● **Instructions to follow**: Filter the data below down to the lines that contain the string "surface", and copy each such line in its original order.

● **Data entries**:
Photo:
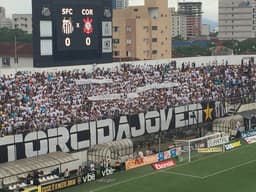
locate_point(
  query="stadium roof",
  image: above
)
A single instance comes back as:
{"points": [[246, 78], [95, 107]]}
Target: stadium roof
{"points": [[34, 163]]}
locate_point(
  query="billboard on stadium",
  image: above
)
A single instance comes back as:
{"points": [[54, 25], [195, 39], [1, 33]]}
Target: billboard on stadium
{"points": [[71, 32]]}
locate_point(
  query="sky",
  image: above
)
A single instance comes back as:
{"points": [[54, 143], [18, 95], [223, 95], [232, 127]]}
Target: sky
{"points": [[210, 7]]}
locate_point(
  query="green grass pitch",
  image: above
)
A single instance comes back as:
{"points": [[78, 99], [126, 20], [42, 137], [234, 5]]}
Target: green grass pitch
{"points": [[232, 171]]}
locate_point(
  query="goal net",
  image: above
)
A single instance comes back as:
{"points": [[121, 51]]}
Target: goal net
{"points": [[195, 148]]}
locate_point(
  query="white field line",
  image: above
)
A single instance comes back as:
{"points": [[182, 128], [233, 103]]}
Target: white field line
{"points": [[229, 169], [183, 174], [125, 181], [156, 172]]}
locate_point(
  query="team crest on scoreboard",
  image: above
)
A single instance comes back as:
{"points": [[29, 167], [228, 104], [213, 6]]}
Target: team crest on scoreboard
{"points": [[67, 26], [88, 29]]}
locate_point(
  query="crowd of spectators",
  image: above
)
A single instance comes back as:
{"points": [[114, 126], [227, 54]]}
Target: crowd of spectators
{"points": [[39, 101]]}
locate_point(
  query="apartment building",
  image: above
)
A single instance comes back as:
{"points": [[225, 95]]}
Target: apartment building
{"points": [[4, 22], [178, 24], [142, 32], [193, 16], [237, 19], [23, 22], [205, 30]]}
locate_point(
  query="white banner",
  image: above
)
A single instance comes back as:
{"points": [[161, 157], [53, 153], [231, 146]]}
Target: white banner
{"points": [[217, 141]]}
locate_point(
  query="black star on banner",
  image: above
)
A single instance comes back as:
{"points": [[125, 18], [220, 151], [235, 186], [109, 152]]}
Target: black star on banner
{"points": [[208, 111]]}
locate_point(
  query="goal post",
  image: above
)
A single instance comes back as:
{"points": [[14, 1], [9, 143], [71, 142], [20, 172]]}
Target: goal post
{"points": [[195, 148]]}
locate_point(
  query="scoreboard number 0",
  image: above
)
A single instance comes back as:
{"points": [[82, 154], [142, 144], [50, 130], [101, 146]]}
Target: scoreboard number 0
{"points": [[88, 41], [67, 42]]}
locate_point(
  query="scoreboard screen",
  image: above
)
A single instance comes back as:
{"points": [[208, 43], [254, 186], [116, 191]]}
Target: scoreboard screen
{"points": [[71, 32], [77, 27]]}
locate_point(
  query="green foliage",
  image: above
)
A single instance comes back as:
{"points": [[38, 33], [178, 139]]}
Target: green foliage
{"points": [[7, 35]]}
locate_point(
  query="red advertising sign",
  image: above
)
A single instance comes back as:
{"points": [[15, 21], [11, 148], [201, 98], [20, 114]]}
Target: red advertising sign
{"points": [[164, 164]]}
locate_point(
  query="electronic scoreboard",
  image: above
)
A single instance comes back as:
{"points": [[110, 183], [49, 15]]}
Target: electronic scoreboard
{"points": [[71, 32]]}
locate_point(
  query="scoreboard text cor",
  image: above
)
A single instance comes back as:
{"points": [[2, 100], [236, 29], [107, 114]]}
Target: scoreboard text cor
{"points": [[71, 32]]}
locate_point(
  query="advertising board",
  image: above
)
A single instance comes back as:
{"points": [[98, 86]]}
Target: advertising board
{"points": [[163, 164], [233, 145], [210, 150], [141, 161], [217, 141]]}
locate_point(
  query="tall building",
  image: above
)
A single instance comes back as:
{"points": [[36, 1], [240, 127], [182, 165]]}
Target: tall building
{"points": [[237, 19], [119, 4], [205, 30], [193, 14], [142, 32], [2, 12], [23, 22], [4, 22], [178, 24]]}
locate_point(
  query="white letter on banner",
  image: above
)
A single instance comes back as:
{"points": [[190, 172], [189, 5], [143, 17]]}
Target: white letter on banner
{"points": [[165, 121], [149, 116], [123, 128], [141, 131], [36, 136], [93, 133], [63, 139], [8, 141], [54, 141], [105, 124], [75, 129], [195, 109], [179, 117]]}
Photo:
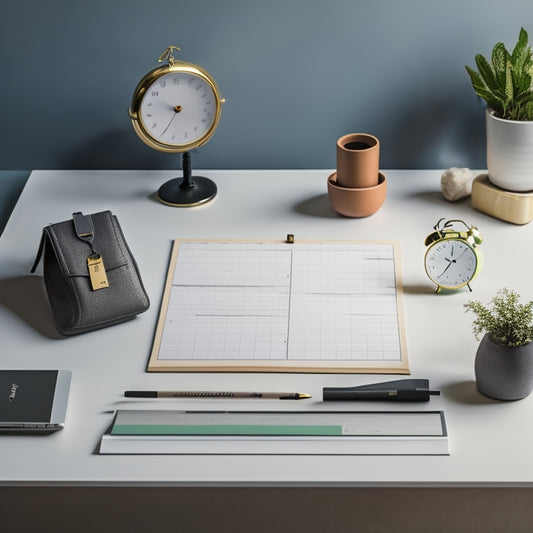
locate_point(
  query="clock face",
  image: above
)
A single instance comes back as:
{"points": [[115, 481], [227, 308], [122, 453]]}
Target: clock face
{"points": [[179, 109], [451, 263]]}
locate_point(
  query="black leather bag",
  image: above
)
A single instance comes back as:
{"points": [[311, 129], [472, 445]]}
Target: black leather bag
{"points": [[91, 277]]}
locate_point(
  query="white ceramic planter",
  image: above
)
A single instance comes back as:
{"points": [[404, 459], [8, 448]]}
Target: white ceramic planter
{"points": [[510, 153]]}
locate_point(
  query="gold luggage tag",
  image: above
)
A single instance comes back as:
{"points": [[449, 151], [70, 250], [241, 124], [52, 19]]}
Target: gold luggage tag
{"points": [[97, 273]]}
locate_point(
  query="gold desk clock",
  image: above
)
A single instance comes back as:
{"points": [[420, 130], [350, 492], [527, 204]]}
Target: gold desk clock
{"points": [[453, 258], [176, 108]]}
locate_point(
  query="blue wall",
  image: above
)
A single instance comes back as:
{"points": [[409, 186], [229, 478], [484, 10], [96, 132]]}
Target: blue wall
{"points": [[297, 74]]}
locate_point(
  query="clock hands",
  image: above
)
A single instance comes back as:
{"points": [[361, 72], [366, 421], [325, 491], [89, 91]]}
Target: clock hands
{"points": [[176, 109], [451, 262]]}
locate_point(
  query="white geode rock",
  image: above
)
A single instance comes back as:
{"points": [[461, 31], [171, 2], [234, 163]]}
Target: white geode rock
{"points": [[456, 183]]}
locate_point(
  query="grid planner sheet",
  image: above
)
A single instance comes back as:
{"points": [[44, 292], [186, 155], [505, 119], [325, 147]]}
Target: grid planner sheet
{"points": [[279, 302]]}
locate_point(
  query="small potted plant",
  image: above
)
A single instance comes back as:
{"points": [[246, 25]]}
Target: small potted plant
{"points": [[504, 358], [505, 83]]}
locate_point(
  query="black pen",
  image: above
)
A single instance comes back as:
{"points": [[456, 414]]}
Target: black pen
{"points": [[403, 390], [218, 395]]}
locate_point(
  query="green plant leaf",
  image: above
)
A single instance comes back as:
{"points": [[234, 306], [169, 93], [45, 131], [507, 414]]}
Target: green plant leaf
{"points": [[488, 76], [521, 51], [499, 63], [509, 88], [506, 82]]}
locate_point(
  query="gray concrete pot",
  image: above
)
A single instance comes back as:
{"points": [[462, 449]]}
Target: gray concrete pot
{"points": [[504, 372]]}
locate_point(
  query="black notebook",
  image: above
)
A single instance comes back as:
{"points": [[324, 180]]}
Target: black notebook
{"points": [[33, 400]]}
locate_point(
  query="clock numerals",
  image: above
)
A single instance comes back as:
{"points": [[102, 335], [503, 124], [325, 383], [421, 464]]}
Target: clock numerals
{"points": [[451, 263], [178, 109]]}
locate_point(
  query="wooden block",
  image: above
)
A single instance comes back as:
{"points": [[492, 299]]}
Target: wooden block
{"points": [[515, 207]]}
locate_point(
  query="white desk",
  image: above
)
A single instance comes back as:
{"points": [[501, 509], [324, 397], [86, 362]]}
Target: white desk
{"points": [[490, 442]]}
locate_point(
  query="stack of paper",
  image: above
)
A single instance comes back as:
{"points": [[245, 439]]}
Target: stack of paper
{"points": [[282, 432]]}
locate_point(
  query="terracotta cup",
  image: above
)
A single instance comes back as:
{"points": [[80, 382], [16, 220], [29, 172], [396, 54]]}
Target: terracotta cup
{"points": [[357, 161]]}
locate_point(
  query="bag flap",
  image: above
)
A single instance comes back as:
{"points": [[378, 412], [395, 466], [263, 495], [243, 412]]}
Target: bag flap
{"points": [[72, 252]]}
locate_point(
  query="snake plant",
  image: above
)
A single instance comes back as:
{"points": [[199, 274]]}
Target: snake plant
{"points": [[505, 82]]}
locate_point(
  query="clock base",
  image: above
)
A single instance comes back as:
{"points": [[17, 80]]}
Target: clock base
{"points": [[181, 192]]}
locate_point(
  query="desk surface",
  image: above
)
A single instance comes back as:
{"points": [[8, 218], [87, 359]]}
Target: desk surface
{"points": [[490, 441]]}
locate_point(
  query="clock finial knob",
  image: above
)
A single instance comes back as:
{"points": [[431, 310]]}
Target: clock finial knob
{"points": [[168, 55]]}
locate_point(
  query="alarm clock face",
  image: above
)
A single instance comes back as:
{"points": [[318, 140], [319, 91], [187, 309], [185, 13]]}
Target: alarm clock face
{"points": [[179, 109], [451, 263]]}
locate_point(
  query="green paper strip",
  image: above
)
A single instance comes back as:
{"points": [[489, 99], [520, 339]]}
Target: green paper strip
{"points": [[215, 429]]}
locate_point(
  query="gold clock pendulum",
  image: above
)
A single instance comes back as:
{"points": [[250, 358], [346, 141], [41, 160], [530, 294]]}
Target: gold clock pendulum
{"points": [[176, 108]]}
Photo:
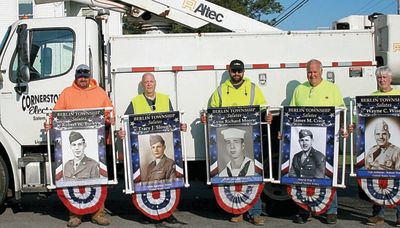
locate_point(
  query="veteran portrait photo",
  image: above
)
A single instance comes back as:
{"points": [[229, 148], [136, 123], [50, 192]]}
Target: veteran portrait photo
{"points": [[309, 162], [162, 167], [239, 165], [81, 166], [384, 155]]}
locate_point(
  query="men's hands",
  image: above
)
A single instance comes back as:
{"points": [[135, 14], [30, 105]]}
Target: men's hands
{"points": [[268, 118], [183, 127], [110, 120], [350, 128], [203, 118], [344, 133], [121, 134]]}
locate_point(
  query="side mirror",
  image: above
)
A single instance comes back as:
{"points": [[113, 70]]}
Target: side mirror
{"points": [[24, 73], [46, 62], [23, 48]]}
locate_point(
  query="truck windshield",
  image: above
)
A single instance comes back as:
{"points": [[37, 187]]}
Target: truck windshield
{"points": [[3, 41]]}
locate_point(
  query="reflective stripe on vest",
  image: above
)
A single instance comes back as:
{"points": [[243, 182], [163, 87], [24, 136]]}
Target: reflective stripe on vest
{"points": [[252, 94], [140, 104]]}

● **Answer for the task**:
  query="desk surface",
Target: desk surface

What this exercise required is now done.